Source data =
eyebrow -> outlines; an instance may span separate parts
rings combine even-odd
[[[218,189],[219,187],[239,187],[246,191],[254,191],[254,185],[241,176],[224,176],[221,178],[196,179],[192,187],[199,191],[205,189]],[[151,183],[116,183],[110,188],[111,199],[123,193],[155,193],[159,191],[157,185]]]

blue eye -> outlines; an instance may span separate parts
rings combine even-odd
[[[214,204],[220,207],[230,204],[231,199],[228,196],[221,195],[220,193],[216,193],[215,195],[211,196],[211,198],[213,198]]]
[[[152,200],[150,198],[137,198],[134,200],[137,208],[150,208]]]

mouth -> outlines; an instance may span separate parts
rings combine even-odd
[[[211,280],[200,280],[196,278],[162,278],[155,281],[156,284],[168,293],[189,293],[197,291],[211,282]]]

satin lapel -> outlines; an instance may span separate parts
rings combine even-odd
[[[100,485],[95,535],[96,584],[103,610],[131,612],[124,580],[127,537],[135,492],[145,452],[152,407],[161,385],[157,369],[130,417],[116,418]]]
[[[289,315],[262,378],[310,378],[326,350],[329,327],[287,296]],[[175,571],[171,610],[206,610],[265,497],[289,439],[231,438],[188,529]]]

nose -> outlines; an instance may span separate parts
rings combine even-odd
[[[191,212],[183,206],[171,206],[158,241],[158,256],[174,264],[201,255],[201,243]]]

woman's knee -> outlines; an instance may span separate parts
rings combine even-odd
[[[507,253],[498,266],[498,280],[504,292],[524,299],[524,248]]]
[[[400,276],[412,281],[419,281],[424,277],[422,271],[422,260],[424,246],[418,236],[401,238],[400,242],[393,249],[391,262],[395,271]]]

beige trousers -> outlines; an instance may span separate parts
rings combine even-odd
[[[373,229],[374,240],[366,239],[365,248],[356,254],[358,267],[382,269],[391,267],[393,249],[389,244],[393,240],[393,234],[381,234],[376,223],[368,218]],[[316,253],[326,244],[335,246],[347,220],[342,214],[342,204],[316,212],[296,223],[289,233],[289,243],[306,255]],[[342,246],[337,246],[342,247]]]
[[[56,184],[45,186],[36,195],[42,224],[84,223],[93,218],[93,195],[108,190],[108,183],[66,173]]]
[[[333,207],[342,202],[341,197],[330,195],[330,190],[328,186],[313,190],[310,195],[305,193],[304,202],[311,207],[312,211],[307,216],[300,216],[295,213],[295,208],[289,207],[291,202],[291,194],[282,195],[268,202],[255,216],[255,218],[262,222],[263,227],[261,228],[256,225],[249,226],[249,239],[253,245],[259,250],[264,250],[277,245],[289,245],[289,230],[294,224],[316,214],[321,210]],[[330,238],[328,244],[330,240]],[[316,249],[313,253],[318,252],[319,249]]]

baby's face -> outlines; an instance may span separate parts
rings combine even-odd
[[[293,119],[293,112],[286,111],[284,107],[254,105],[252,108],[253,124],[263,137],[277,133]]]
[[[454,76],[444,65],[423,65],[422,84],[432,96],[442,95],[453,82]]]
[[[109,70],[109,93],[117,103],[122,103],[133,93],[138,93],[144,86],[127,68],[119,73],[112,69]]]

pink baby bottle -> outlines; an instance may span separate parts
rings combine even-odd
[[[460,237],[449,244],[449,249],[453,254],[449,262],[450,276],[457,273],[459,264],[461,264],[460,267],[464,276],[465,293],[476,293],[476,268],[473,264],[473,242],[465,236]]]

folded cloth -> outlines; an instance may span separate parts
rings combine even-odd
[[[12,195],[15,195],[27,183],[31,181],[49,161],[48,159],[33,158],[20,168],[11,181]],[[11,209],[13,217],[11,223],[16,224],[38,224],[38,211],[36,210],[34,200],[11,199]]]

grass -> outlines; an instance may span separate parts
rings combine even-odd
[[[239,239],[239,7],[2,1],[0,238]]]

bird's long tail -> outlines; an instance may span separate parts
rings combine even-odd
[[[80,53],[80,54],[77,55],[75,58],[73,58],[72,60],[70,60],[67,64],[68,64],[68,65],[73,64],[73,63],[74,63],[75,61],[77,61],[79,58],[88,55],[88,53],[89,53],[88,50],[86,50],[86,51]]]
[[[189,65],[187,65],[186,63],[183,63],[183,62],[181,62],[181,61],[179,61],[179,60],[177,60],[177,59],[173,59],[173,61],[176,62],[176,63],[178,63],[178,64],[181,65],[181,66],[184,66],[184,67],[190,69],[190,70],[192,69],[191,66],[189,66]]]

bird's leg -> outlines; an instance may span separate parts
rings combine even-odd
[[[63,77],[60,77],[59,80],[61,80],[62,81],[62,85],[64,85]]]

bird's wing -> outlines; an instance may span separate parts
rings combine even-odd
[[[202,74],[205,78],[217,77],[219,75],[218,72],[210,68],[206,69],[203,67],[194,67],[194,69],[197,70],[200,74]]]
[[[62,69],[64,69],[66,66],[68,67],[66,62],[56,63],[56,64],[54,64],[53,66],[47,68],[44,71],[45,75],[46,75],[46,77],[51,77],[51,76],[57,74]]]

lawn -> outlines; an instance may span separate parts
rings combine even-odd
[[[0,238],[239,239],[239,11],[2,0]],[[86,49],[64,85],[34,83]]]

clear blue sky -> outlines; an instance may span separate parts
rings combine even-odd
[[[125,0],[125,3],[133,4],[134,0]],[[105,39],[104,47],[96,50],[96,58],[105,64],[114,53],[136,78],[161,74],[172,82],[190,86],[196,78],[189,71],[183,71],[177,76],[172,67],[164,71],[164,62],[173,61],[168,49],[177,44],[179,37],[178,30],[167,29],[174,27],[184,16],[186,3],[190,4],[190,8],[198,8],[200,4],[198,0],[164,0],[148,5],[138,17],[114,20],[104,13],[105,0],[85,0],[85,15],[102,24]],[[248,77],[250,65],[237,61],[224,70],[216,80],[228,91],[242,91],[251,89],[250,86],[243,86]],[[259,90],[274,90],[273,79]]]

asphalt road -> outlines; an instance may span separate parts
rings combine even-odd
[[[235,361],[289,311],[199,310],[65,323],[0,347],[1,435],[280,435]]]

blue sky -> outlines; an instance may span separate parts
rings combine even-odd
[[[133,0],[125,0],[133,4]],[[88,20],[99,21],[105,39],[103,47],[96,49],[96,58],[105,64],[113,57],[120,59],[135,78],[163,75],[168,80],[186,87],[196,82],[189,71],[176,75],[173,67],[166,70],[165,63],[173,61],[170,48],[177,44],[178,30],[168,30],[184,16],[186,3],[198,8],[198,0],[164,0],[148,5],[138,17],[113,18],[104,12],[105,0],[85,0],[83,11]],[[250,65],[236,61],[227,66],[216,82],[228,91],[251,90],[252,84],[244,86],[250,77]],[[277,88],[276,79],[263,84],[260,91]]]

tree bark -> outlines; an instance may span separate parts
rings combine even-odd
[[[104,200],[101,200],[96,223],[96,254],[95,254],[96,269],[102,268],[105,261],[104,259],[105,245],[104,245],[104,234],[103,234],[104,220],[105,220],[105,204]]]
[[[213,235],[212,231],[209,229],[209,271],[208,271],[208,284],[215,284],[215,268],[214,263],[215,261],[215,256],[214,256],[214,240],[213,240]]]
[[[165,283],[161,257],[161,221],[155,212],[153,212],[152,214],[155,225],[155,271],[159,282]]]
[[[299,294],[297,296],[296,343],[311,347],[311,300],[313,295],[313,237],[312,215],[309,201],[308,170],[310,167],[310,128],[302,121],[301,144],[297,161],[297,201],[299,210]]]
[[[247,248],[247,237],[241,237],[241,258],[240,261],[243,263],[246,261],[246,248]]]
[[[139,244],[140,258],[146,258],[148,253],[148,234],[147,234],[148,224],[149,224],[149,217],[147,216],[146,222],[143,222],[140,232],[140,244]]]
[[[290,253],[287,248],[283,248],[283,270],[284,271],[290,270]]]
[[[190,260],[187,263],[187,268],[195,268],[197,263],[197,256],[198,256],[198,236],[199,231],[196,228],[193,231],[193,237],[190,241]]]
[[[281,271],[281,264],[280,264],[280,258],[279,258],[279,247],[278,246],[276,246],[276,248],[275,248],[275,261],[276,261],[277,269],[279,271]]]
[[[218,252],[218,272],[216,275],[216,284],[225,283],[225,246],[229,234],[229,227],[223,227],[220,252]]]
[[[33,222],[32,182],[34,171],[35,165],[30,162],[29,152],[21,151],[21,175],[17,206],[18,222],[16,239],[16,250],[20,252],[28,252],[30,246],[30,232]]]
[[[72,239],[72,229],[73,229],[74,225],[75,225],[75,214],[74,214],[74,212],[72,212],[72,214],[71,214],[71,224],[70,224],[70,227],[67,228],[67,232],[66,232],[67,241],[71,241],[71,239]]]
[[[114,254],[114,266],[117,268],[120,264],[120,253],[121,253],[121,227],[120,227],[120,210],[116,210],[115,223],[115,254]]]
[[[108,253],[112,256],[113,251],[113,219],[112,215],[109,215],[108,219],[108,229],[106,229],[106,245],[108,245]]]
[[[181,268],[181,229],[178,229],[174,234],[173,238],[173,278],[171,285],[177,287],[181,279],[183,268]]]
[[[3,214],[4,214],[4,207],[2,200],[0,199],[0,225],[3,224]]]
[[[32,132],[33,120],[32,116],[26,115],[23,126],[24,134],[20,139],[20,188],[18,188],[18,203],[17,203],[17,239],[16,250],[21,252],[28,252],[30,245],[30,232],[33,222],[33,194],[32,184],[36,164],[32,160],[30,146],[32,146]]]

Directions for this task = Pick out every line of the entries that contains the word "baby", matching case exactly, and copy each of those lines.

Final answer =
baby's face -> outlines; an instance may span separate parts
pink baby bottle -> outlines; an instance may span separate parts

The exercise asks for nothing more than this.